*Do this:*
Extend the forum post below about sizing RealityKit planes from Vision bounding boxes, picking up right after its last line.

*Document excerpt:*
+ + +
I am running VNRecognizeTextRequests on the single captured frames of an ARSession.
As a result I get the recognized textblocks and their bounding boxes.
I want to display these bounding boxes in the ARView as a RealityKit-Mesh.
To do so I perform a raycast from the centerpoint of the bounding box and place an AnchorEntity with ModelEntity as child at the first intersection of the ray.
The MeshResource.generatePlane
method requires width and height of the resulting rectangle in metres, how do I calculate these dimensions from the size of the bounding box in screen coordinates?
Here’s some of my relevant code:
Handling recognized textblocks
let transform = visionTransform(frame: arView.session.currentFrame!, viewport: UIScreen.main.bounds)
...
for observation in observations {
if let recognizedText = observation.topCandidates(1).first?.string {
let imageRect = observation.boundingBox.applying(transform)
self.highlight(rect: imageRect)
}
}
Transforming Vision coordinates to ARKit coordinates
private func visionTransform(frame: ARFrame, viewport: CGRect) -> CGAffineTransform {
let orientation = UIApplication.shared.statusBarOrientation
let transform = frame.displayTransform(for: orientation,
viewportSize: viewport.size)
let scale = CGAffineTransform(scaleX: viewport.width,
y: viewport.height)
+ + +
*Supplied material:*
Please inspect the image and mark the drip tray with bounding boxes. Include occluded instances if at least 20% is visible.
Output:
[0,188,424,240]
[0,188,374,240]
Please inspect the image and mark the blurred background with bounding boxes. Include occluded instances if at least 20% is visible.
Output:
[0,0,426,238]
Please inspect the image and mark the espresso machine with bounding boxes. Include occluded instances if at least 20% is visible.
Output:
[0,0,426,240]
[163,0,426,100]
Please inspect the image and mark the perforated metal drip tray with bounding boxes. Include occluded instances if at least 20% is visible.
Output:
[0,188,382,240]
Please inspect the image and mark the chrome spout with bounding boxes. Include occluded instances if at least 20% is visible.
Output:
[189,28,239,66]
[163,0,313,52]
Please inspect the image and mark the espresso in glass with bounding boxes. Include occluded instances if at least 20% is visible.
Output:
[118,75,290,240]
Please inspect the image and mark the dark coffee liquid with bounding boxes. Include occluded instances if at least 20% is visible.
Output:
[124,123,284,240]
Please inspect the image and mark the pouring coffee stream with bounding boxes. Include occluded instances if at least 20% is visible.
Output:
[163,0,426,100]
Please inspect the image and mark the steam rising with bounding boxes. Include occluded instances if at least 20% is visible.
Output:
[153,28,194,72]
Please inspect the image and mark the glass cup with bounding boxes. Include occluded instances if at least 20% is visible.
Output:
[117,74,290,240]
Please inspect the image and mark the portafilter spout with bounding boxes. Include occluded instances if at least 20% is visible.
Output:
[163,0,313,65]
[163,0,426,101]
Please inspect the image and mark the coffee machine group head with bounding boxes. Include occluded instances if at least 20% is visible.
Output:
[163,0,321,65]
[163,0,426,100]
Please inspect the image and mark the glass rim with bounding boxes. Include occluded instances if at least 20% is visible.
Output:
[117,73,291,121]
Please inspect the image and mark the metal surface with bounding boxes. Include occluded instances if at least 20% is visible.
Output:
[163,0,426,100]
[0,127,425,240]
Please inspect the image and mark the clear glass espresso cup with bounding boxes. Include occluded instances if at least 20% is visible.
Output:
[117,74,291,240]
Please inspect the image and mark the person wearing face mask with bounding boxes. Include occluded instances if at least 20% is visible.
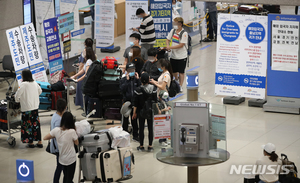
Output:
[132,8,156,50]
[120,63,141,142]
[120,33,148,73]
[150,58,173,97]
[141,48,161,81]
[166,17,188,92]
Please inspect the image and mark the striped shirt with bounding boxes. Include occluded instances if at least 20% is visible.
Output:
[139,15,156,44]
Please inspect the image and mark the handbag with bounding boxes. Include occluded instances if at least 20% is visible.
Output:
[46,140,56,155]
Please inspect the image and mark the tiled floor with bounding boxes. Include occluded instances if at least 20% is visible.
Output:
[0,26,300,183]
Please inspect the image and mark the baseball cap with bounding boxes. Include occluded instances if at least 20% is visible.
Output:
[261,143,276,154]
[159,90,169,99]
[126,63,135,70]
[141,72,149,83]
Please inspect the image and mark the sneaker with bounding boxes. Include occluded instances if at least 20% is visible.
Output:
[148,146,154,152]
[132,137,140,142]
[136,146,145,152]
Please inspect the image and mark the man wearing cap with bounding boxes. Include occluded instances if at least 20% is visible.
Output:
[132,73,157,152]
[256,143,282,183]
[120,63,141,142]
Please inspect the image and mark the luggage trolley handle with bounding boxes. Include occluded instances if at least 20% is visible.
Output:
[118,149,134,180]
[67,78,77,112]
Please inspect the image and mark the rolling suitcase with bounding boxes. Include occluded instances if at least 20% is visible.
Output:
[80,132,111,153]
[36,81,51,91]
[79,153,100,182]
[98,80,121,98]
[95,147,134,182]
[51,91,68,110]
[86,98,102,118]
[103,108,122,120]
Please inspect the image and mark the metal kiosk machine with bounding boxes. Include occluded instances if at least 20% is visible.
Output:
[153,72,230,183]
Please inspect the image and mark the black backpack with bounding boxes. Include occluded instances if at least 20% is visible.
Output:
[82,60,104,97]
[172,29,192,56]
[140,87,153,119]
[166,74,180,97]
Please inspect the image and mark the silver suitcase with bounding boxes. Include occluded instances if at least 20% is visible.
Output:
[95,147,134,182]
[81,132,111,153]
[80,153,100,182]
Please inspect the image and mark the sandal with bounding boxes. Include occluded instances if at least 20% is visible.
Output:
[26,144,35,148]
[35,144,44,148]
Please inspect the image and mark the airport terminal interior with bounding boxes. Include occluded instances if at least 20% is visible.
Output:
[0,1,300,183]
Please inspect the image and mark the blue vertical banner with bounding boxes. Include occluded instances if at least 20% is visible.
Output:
[43,17,64,75]
[150,0,172,47]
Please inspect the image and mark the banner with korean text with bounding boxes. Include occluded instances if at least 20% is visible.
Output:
[215,14,268,99]
[150,0,172,47]
[20,23,48,82]
[43,17,64,75]
[6,27,28,85]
+ + +
*Task response:*
var t = CGAffineTransform()
if orientation.isPortrait {
t = CGAffineTransform(scaleX: -1, y: 1)
t = t.translatedBy(x: -viewport.width, y: 0)
} else if orientation.isLandscape {
t = CGAffineTransform(scaleX: 1, y: -1)
t = t.translatedBy(x: 0, y: -viewport.height)
}
return transform.concatenating(scale).concatenating(t)
}
Displaying bounding boxes in ARView
private func highlight(rect: CGRect) {
guard let raycastResult = arView.raycast(from: CGPoint(x: rect.midX, y: rect.midY), allowing: .estimatedPlane, alignment: .any).first else {
return
}
let anchor = AnchorEntity(raycastResult: raycastResult)
let plane = ModelEntity(mesh: MeshResource.generatePlane(width: 0.1, height: 0.05), materials: [SimpleMaterial(color: .yellow.withAlphaComponent(0.5), isMetallic: false)])
anchor.addChild(plane)
arView.scene.addAnchor(anchor)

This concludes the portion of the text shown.